# TEXT SHOWN
****

Current Issue #488

The audacious past of Australian musical theatre in Adelaide

Souvenir program from FFF: An Australian Musical Comedy, 2020
State Library of South Australia Digital Collections
Souvenir program from FFF: An Australian Musical Comedy, 2020

Why did Adelaide become the creative centre of Australian musical theatre for a dozen years, beginning in 1920? The co-author of a new book exploring the history of the musical Down Under explains.

Over a century ago, the foment of achievement in musical theatre in Adelaide was due to remarkable, talented individuals who forged lasting partnerships: Jack Fewster and Tom King, along with Edith Aird, Kenneth Duffield and Dion Titheradge.

Although their names are largely forgotten, their work is at the heart of the most audacious period of Australian musical theatre. Despite being constrained by the refinements of Adelaide society, they challenged, made fun of and critiqued the world they knew, sometimes subverting convention while entertaining enthusiastic audiences.

****

[Dataset excerpt]
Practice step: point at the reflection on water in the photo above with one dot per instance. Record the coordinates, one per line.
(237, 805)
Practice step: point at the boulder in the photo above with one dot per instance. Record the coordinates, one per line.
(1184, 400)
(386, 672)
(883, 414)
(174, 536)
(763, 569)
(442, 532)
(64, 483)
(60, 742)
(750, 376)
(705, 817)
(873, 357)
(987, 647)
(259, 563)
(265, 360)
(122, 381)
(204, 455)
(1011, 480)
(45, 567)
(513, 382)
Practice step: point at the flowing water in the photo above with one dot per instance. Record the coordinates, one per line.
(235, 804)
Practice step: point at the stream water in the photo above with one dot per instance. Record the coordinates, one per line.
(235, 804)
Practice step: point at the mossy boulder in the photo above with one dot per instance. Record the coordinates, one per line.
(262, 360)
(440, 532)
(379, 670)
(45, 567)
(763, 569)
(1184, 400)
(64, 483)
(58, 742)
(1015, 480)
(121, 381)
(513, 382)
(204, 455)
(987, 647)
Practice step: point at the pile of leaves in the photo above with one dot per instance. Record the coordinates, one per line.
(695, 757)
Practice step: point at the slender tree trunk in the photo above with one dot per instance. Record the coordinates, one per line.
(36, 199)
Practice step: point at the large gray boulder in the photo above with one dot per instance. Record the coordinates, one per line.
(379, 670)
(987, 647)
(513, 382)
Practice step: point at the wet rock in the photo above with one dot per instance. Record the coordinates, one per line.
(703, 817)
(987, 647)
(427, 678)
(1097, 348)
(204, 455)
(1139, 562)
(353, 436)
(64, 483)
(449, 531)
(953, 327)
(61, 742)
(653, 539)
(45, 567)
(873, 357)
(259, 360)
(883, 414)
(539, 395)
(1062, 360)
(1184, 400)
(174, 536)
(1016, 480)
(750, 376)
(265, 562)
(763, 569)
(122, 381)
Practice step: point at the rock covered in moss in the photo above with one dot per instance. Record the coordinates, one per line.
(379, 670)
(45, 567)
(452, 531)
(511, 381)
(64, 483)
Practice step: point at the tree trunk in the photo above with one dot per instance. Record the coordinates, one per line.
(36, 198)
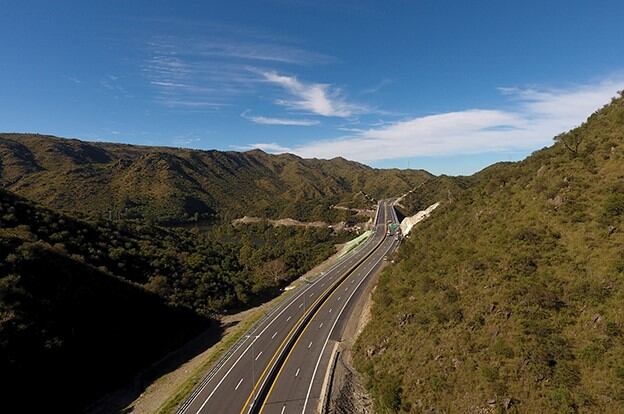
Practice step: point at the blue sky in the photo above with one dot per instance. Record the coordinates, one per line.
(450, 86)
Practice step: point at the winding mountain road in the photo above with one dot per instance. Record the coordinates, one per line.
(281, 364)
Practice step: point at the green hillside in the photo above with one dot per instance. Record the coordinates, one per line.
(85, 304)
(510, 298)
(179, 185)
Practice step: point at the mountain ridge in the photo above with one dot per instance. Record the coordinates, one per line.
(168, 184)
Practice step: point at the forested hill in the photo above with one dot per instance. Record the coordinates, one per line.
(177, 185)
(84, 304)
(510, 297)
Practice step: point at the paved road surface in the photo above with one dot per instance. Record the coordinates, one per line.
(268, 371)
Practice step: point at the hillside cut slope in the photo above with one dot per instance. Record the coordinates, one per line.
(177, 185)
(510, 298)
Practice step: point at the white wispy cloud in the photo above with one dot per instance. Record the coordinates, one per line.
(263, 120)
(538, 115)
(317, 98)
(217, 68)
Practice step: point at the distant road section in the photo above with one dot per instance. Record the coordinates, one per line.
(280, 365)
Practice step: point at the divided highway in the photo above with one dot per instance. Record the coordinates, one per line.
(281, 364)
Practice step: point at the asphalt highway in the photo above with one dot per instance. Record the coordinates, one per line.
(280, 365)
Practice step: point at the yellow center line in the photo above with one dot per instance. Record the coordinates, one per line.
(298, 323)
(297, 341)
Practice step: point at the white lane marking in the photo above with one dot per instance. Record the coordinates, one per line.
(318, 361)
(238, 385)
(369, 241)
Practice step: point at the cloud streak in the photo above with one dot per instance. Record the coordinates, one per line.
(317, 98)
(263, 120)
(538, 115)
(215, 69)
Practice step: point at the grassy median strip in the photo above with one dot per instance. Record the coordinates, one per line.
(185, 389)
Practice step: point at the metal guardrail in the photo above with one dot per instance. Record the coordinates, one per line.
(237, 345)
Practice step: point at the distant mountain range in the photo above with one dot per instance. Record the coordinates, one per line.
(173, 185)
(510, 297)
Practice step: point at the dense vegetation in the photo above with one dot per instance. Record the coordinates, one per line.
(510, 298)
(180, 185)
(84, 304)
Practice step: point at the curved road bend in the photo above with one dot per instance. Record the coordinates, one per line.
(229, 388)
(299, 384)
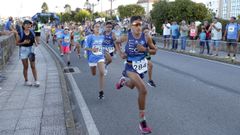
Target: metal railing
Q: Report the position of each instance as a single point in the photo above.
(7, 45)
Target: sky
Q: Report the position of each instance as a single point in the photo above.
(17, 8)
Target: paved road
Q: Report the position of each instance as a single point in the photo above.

****

# WHAT TO WORK ON
1. According to the article on Adelaide musical theatre, in what year did Adelaide's dozen years as the creative centre of Australian musical theatre begin?
2. Write the next part of the article on Adelaide musical theatre, starting after its last sentence.

# THE RESPONSES
1. 1920

2.
The century of creativity for Australian musicals began in 1920 at Her Majesty’s Theatre, Grote Street, then known as the Prince of Wales Theatre. It was a warm August evening when the audience witnessed the premiere of FFF, the first fully-fledged Australian musical. The strange title reflected the personality of its maverick creator, the bombastic Melbournian Clement John De Garis, who offered a prize to anyone who could correctly guess what ‘FFF’ stood for. No one ever did, but in the audience on opening night was the young Jack Fewster. Born in Adelaide in 1893, he was filled with creative drive and filled with a burning ambition to emulate the world’s greatest songwriter of the day, Irving Berlin, writing songs and musicals.

For Fewster, the experience of FFF triggered a decade of triumph. For De Garis, it triggered financial disaster, ending in tragedy. One cold winter’s morning in 1926, took his own life, leaving behind more than £420,000 in debts. His night of glory had come at a very high price and his greatest creative achievement – the score of FFF, the first Australian musical – was lost.

Tom King (centre)

Fewster’s experience could hardly have been more different. By March 1921, working with Adelaide writer Frederick J. Mills (1876 –1952), he had completed his first musical. Called Yantabinjie, after the outback station where a group of actors and a minister of religion are stranded during a flood, though essentially a comedy, the script of the musical included an extraordinary line from the Aboriginal cook who inquires of the Reverend: “Do you approve of the White Australia Policy?”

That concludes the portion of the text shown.